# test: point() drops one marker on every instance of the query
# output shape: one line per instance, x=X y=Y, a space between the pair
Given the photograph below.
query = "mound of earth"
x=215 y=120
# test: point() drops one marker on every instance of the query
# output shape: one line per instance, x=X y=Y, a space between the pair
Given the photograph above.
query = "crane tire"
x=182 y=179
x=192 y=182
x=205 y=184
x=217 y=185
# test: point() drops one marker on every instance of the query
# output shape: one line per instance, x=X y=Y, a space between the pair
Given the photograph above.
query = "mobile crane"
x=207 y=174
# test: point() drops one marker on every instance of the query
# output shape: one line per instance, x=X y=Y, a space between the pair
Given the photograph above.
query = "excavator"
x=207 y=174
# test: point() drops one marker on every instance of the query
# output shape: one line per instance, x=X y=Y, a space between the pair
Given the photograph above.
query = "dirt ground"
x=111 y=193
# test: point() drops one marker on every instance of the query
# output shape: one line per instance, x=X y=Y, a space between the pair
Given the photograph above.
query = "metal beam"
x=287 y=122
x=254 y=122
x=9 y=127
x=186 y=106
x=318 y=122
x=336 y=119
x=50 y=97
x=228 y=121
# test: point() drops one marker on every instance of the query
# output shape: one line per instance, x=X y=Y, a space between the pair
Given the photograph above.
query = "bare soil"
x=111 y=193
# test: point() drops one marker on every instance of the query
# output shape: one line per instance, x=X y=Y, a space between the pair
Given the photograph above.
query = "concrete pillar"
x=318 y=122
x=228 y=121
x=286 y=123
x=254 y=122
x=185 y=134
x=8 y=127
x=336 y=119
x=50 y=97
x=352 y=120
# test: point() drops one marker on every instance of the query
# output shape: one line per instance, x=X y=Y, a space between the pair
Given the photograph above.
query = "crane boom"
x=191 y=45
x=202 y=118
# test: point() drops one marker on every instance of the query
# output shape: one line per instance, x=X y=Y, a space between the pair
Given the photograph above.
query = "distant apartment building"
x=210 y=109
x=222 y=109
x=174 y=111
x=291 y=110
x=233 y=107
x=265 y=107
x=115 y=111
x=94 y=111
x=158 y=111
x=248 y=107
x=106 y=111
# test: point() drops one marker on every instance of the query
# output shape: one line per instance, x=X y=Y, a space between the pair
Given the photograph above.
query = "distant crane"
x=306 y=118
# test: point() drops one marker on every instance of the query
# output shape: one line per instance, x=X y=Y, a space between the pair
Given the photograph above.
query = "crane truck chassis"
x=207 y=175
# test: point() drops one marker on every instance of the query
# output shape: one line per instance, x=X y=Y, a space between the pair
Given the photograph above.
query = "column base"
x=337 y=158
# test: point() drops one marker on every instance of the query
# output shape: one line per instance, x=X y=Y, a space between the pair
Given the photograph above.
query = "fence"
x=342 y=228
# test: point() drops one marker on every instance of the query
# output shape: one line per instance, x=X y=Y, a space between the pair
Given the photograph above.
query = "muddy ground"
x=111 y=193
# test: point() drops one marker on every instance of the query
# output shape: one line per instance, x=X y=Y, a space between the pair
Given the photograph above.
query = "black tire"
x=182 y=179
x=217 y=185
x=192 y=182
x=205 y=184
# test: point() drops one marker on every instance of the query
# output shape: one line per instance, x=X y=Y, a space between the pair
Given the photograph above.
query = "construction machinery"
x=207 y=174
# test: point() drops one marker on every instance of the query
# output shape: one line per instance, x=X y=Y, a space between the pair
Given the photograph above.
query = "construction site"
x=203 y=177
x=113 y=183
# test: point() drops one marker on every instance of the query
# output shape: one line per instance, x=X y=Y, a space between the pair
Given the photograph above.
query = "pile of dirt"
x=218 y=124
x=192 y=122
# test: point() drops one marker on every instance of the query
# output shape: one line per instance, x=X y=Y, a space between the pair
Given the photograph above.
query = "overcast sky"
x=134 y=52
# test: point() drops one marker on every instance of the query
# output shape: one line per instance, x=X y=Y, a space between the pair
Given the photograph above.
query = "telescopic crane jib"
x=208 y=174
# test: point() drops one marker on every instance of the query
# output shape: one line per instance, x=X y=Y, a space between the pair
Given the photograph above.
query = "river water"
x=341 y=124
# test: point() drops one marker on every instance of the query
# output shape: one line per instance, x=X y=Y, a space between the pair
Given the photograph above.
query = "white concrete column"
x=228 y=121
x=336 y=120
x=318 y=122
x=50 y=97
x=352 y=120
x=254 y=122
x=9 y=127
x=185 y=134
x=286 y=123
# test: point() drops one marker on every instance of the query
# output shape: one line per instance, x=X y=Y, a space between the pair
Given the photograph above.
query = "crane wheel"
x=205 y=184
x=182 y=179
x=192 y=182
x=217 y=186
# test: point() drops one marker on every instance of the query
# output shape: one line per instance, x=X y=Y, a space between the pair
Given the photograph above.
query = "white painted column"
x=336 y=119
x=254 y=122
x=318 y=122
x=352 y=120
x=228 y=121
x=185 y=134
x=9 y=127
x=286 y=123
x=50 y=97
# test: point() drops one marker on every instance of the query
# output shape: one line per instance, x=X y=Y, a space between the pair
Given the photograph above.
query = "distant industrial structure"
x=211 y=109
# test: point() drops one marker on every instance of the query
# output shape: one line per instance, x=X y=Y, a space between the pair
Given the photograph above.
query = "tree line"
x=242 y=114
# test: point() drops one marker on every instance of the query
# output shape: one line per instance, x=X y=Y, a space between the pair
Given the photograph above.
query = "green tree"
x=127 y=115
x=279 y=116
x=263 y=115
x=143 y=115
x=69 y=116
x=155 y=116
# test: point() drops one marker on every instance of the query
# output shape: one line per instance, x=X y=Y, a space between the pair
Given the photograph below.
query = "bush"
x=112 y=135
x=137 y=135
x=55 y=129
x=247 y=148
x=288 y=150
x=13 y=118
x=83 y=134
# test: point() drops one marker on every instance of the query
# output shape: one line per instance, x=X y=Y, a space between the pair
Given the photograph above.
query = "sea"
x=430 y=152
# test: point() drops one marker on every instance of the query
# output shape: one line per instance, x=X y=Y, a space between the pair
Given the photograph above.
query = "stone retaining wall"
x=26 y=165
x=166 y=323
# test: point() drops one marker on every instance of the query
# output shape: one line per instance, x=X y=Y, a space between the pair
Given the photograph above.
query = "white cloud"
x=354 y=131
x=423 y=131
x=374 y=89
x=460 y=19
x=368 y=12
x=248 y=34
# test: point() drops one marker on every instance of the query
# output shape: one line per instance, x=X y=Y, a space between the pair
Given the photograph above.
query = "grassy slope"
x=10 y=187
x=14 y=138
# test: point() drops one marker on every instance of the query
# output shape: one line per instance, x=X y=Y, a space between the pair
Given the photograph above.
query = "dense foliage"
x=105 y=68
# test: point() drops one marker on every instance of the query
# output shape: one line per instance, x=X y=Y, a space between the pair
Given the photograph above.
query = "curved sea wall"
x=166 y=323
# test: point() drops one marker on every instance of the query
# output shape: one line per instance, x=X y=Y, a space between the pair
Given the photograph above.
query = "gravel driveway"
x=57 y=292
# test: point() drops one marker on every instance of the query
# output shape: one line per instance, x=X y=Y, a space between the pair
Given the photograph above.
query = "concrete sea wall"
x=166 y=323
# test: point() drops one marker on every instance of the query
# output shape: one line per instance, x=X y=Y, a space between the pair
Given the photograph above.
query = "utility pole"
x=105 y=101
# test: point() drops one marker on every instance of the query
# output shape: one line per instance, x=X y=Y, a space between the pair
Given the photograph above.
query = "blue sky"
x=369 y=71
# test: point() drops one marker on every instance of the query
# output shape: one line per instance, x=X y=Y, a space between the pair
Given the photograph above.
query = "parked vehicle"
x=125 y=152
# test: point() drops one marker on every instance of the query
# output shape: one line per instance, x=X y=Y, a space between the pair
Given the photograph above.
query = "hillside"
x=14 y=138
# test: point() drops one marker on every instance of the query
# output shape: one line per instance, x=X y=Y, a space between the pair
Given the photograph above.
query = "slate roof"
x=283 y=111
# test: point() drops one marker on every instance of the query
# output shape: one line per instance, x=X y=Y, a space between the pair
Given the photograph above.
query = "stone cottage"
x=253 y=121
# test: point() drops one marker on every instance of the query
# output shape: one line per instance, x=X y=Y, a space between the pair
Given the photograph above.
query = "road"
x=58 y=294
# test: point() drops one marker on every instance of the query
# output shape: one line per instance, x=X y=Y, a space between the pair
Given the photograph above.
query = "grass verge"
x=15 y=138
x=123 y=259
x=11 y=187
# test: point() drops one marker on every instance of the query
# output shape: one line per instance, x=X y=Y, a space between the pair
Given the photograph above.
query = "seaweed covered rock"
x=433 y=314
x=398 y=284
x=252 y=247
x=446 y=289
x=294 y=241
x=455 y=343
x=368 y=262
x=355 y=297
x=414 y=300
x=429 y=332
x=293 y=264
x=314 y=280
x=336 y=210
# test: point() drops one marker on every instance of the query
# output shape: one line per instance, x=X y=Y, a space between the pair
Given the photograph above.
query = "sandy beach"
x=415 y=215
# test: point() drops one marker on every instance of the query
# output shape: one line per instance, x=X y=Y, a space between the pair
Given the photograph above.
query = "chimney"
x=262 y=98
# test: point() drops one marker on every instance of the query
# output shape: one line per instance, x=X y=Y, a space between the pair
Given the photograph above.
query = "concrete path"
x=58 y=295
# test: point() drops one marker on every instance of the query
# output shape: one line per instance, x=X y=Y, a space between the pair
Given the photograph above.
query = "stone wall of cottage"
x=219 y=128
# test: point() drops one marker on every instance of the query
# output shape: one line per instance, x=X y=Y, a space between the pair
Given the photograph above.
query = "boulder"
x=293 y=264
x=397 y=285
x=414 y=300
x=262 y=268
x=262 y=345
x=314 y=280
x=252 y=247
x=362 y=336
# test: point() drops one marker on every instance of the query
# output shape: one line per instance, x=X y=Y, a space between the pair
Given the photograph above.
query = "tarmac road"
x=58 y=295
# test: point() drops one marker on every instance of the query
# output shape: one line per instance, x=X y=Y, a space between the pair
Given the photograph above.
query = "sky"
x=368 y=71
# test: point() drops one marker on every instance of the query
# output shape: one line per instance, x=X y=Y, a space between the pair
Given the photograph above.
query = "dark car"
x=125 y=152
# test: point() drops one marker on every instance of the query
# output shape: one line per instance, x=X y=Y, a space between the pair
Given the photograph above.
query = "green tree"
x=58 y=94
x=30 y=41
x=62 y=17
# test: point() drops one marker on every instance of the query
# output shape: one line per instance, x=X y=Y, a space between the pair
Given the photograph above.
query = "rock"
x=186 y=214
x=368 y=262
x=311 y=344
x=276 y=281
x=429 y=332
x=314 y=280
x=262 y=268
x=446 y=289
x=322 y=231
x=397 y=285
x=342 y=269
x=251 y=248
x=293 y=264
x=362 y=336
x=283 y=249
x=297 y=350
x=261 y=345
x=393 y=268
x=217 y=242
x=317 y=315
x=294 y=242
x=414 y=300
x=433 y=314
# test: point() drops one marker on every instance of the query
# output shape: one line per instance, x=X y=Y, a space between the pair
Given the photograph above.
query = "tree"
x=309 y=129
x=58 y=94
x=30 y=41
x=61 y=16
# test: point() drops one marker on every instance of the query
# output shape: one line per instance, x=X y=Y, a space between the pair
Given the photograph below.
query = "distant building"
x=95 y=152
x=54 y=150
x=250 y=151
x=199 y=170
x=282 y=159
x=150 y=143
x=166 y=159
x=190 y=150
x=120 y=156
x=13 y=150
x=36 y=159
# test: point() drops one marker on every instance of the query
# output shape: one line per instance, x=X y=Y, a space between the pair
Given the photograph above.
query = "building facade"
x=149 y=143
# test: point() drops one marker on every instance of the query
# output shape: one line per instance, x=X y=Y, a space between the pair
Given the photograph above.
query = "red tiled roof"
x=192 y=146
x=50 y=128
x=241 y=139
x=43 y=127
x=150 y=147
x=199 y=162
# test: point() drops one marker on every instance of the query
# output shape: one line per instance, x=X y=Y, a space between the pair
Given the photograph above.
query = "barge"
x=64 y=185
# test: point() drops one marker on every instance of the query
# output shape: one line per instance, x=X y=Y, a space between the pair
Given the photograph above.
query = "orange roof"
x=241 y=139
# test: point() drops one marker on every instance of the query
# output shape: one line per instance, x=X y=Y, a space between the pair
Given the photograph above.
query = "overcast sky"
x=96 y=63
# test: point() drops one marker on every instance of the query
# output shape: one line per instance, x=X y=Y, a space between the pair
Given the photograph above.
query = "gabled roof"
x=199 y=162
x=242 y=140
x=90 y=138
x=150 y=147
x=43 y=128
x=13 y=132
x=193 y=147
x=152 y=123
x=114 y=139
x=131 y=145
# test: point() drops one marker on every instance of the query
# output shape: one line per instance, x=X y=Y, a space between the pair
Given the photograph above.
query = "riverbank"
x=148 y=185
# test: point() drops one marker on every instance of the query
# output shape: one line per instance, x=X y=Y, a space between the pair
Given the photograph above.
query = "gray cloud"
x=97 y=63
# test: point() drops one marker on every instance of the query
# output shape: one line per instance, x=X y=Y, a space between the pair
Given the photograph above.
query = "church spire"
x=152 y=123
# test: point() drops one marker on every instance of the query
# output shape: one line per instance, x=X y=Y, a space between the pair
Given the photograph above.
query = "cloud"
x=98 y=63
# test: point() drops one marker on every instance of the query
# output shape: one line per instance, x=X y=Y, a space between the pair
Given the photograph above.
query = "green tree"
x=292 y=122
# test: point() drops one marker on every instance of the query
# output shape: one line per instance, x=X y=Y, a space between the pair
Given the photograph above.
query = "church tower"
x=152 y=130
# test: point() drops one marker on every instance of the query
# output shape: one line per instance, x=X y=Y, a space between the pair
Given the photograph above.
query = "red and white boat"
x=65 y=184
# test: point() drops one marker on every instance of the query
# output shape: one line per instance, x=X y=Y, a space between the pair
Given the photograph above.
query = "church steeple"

# # # #

*Task details:*
Which lines of the items above contain the word "stone"? Pull each of them out in full.

*Correct response:*
query = "stone retaining wall"
query = "stone cottage"
query = "stone wall of cottage"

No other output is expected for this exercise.